## Trecho fornecido
********
MotoGP – Involução

quarta-feira, 1 de abril de 2020 às 12:18

Ducati – MotoGP

Colaboração: Carlos Alberto Goldani

Em tese, o campeonato mundial de motovelocidade deveria ser um laboratório de pesquisas, estimular o desenvolvimento de tecnologias que pudessem ser revertidas em lucros após serem transferidas para as motos comerciais. Administrado por quatro entidades, Federation Internationale de Motocyclisme (FIM), Dorna Sports S.L. (comercialização), International Road Racing Teams Association (IRTA – equipes participantes, fornecedores & patrocinadores), Motorcycle Sports Manufacturers’ Association (MSMA – fabricantes) e utilizando a marca registrada de sua classe principal, MotoGP, é a categoria máxima do motociclismo e o mais antigo campeonato do mundo de esportes motorizados – o primeiro ano de competição oficial aconteceu em 1949.
********
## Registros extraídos
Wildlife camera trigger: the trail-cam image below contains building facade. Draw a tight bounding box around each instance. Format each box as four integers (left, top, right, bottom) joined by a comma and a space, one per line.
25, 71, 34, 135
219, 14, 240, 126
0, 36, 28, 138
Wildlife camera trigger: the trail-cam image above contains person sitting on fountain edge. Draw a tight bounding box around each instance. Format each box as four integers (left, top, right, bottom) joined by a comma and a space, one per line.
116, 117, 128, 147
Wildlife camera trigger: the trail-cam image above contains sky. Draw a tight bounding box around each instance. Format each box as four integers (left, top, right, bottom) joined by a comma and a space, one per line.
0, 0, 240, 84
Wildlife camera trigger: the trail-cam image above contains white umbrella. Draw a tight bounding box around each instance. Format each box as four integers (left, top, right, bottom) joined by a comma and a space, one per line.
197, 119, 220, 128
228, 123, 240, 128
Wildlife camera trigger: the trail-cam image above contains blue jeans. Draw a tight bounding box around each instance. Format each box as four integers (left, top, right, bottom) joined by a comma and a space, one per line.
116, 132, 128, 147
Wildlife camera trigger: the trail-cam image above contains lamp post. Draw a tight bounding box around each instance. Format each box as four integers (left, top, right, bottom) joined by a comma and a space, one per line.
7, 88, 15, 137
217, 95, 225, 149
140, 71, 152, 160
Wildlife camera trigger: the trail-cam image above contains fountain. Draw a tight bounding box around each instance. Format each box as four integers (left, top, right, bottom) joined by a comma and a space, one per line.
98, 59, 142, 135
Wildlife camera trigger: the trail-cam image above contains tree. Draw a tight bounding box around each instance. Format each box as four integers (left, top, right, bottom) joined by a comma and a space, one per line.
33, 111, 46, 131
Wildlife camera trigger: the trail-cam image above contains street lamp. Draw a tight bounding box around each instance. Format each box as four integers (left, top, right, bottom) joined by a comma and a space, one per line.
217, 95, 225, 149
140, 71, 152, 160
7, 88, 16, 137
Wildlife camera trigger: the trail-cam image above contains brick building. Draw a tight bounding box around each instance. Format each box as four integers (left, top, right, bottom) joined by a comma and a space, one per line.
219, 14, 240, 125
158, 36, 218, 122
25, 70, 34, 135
********
## Tarefa curta 1
As afirmações a seguir estão de acordo com o texto sobre a MotoGP? (a) O campeonato é administrado por quatro entidades. (b) O primeiro ano de competição oficial foi 1950. (c) A Dorna Sports S.L. responde pela comercialização. Responda sim ou não para cada uma e cite as palavras do texto que decidem a resposta.
## Tarefa curta 2
Escreva a continuação do texto sobre a MotoGP a partir da última frase apresentada.

## Resposta do exercício 1
(a) Sim: "Administrado por quatro entidades".
(b) Não: "o primeiro ano de competição oficial aconteceu em 1949".
(c) Sim: "Dorna Sports S.L. (comercialização)".

## Resposta do exercício 2
Aos poucos mudaram as características que orientaram a competição, nem sempre em busca de contribuições tecnológicas criativas. As entidades administradoras entenderam que, sem condições reais de disputa, as equipes privadas sem orçamentos robustos teriam dificuldades em conseguir patrocínios e abandonariam o grid. Em 2011 a Suzuki, que fez história com Barry Sheene em 1976/1977 e conseguiu seu último mundial em 2000 com Kenny Roberts Jr., retirou-se da competição alegando um crescimento de despesas sem nenhuma contribuição significativa para a sua linha de produção comercial (a fábrica japonesa retornou em 2015).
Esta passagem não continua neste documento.